◆ Challenge ◆
Your task is to reproduce exactly the lines from the line with "the white headband" through the end of the records below.

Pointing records
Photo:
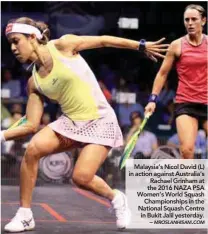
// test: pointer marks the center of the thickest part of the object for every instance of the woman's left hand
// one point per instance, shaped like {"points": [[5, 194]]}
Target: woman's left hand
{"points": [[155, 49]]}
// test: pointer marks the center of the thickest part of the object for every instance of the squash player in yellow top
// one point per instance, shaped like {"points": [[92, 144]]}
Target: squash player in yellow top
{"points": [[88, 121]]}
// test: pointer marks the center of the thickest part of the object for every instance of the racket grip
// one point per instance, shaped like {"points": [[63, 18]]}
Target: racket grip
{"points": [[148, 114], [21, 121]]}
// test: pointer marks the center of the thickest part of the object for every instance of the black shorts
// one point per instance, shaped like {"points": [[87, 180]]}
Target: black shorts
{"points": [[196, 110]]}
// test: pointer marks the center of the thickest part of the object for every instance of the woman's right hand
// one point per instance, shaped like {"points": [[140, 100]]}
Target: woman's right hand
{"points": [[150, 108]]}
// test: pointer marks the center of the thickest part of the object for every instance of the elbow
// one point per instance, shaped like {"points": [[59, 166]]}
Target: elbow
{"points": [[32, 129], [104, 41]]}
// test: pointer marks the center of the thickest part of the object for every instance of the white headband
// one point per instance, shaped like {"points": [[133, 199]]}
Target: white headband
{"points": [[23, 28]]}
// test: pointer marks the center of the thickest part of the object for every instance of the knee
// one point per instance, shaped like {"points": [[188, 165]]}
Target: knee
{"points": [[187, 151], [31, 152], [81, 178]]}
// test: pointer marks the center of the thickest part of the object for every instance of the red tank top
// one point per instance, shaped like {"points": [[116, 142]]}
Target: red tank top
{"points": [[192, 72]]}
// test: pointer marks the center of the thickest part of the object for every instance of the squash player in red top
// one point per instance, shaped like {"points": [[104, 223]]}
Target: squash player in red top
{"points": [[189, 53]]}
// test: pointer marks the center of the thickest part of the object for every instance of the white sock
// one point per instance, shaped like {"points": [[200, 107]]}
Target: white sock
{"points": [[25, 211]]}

◆ Solution for this task ◆
// test: pointer marks the center of the thickest part of the object for every instance of the white headband
// one point per instance, shaped like {"points": [[133, 199]]}
Target: white headband
{"points": [[23, 28]]}
// test: pointer marks the center of the thickest part of the object for every instance of the knee
// one point per instance, shaped like {"points": [[188, 165]]}
Target: knee
{"points": [[187, 151], [31, 152], [81, 178]]}
// test: pointer marks the center of the thickest part of the object for every instance of the red tank top
// one point per instance, shaped like {"points": [[116, 142]]}
Target: red tank top
{"points": [[192, 72]]}
// test: pointer marks the center of the thickest part of the object for every instance of the squash player in red top
// one point per instance, shaped like {"points": [[104, 223]]}
Target: squash player in red top
{"points": [[189, 53]]}
// test: pointer marks the center of the thickest part of the object for every instance of the white sock
// one point per instance, shaped like {"points": [[200, 107]]}
Target: white sock
{"points": [[25, 211]]}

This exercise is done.